What you will do.
Could you quote the material below word for word, leaving out the pictures?

Data rows.
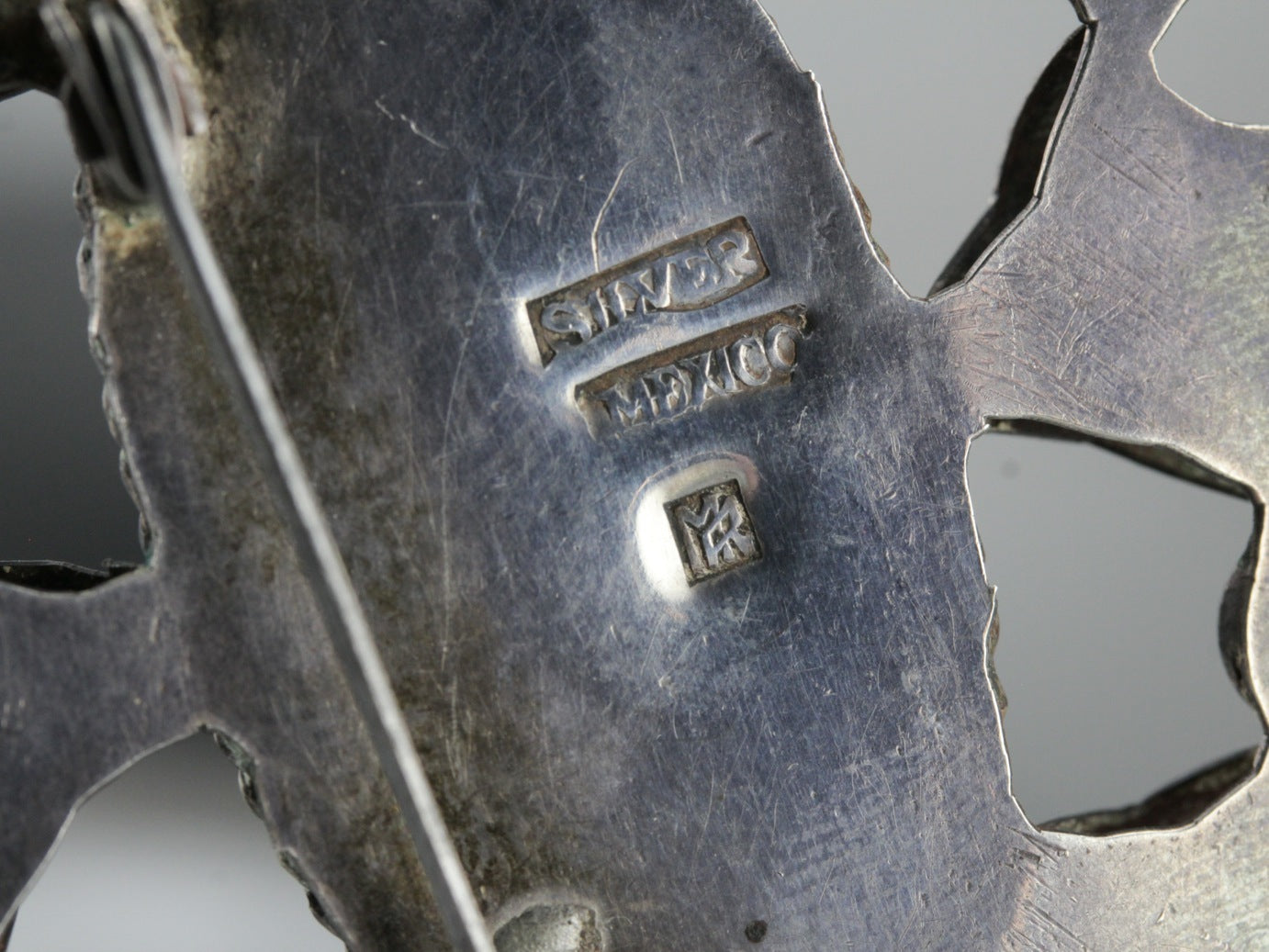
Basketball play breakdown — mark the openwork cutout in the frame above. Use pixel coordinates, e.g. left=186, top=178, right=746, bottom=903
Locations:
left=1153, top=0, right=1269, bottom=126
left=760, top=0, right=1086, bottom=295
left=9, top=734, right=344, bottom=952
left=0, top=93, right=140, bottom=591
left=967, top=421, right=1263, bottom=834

Final result.
Basketball play breakdown — mark the openwork cutout in the frame above. Use pixel coordinates, e.g. left=186, top=178, right=746, bottom=903
Locations:
left=1153, top=0, right=1269, bottom=126
left=760, top=0, right=1086, bottom=295
left=9, top=734, right=344, bottom=952
left=0, top=93, right=140, bottom=591
left=967, top=421, right=1263, bottom=834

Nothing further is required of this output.